Position identification data -

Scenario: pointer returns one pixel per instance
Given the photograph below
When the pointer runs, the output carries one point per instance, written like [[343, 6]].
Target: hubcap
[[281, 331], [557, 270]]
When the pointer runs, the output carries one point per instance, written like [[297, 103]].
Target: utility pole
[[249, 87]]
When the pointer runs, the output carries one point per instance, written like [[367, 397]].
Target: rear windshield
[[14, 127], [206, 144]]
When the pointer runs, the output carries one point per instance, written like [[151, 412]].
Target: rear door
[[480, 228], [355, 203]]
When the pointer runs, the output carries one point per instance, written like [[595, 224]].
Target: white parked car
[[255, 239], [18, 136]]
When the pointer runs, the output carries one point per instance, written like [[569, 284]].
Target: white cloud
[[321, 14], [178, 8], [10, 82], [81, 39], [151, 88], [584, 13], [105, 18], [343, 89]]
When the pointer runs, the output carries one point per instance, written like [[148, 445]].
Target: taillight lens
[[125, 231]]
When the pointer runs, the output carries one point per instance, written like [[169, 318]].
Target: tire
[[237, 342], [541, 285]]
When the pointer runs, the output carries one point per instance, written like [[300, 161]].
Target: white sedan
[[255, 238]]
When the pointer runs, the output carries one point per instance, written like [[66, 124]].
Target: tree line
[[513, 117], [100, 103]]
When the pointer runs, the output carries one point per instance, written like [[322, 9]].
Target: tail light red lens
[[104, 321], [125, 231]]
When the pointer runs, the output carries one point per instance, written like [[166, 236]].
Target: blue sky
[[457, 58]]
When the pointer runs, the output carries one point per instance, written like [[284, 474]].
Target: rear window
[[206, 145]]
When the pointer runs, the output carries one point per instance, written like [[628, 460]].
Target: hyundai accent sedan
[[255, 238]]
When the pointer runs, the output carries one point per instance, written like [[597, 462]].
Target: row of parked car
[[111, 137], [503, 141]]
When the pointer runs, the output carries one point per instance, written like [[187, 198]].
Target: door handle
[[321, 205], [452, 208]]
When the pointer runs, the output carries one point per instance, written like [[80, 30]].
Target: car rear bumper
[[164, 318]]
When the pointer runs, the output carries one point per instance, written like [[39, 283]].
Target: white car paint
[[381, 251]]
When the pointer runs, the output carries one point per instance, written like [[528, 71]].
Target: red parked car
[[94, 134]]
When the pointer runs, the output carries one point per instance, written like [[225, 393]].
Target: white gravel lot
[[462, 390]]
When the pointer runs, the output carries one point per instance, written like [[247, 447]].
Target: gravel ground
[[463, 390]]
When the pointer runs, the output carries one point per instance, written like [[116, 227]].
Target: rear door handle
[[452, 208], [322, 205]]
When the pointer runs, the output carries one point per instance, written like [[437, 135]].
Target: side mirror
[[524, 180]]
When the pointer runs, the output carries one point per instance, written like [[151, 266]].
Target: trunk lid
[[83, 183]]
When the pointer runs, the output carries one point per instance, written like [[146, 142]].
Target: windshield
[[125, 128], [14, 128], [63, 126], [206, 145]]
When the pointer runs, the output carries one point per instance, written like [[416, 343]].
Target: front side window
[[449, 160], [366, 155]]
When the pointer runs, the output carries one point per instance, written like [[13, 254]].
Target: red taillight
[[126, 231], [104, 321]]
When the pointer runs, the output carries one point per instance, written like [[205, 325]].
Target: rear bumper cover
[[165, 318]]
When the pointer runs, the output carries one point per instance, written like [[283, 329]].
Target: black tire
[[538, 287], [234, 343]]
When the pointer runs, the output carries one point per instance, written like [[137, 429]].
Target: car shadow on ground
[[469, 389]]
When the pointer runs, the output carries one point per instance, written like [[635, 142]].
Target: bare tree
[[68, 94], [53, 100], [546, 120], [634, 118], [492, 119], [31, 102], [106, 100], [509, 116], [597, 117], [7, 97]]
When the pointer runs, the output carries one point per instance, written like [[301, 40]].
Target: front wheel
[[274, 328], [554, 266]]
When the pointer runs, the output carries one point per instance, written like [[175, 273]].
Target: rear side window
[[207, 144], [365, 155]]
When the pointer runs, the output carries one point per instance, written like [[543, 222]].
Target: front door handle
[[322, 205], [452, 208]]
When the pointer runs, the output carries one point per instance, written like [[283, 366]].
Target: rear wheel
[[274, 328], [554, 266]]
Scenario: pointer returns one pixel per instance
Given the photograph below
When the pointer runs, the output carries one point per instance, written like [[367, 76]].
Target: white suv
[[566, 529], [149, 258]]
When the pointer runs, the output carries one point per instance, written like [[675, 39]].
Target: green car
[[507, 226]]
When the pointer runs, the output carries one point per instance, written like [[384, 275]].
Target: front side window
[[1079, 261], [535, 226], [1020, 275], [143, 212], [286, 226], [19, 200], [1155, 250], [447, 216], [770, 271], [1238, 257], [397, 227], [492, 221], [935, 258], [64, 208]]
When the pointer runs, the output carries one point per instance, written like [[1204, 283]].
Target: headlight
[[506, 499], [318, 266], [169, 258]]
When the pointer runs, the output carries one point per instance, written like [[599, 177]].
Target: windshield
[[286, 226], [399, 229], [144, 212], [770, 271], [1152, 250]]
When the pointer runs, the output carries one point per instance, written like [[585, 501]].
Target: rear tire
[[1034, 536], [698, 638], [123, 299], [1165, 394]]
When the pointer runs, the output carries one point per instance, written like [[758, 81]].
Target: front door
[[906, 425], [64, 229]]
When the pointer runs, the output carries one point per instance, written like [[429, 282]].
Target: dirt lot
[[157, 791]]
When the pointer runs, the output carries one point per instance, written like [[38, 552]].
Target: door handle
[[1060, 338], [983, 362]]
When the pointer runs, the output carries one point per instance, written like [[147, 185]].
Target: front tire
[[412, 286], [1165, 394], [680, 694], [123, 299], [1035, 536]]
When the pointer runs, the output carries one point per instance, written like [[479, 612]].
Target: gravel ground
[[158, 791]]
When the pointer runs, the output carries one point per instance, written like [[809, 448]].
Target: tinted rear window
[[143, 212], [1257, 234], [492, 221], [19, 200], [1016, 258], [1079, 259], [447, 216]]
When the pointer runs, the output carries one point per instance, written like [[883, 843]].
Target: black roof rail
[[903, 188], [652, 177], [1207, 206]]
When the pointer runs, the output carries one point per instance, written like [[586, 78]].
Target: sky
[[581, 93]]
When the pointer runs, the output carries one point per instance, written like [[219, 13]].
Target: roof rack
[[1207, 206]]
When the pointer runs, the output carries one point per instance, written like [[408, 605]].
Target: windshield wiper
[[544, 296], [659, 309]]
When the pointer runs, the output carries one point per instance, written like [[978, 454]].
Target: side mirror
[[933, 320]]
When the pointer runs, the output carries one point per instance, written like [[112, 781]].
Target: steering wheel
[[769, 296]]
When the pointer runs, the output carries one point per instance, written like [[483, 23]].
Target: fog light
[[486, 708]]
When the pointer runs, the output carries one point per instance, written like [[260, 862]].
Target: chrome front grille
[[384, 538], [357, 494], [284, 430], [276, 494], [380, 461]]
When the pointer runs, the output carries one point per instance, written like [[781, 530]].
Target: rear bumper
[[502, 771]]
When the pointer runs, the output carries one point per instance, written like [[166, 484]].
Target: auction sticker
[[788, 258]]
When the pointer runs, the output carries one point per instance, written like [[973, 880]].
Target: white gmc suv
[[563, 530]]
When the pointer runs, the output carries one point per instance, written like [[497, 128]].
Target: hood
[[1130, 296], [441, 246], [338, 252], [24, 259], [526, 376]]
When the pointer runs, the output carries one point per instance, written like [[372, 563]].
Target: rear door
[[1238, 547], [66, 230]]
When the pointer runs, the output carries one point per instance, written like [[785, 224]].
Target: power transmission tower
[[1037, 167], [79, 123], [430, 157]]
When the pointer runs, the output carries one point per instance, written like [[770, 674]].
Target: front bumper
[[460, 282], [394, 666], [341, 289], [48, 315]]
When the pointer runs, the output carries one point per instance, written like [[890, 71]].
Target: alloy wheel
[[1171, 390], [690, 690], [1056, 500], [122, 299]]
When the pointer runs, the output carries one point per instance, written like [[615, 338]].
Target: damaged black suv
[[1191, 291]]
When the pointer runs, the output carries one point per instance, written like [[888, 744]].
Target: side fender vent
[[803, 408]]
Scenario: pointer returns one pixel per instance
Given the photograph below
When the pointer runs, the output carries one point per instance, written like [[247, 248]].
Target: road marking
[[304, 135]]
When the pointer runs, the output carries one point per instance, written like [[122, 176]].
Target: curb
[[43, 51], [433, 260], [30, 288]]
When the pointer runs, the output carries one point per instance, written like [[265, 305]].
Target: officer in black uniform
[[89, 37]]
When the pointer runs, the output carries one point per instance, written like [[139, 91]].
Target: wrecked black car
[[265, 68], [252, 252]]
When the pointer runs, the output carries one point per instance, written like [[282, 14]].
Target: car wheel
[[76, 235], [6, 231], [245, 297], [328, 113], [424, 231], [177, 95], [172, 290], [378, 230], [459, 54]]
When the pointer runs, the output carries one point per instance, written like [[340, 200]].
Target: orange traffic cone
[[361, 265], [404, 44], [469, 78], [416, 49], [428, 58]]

DESCRIPTION OF THE TASK -
Please retype the data that begins at the line containing "like [[595, 224]]." and ends after the line containing "18], [343, 89]]", keeping every character as it stands.

TASK ANSWER -
When the pointer runs, the output carries one point per instance, written like [[595, 224]].
Target: white parked car
[[255, 239], [18, 136]]
When the pointer runs, the output carries one point per instance, written like [[569, 284]].
Target: white cloud
[[321, 14], [178, 8], [10, 82], [81, 39], [151, 88], [584, 13], [105, 18], [343, 89]]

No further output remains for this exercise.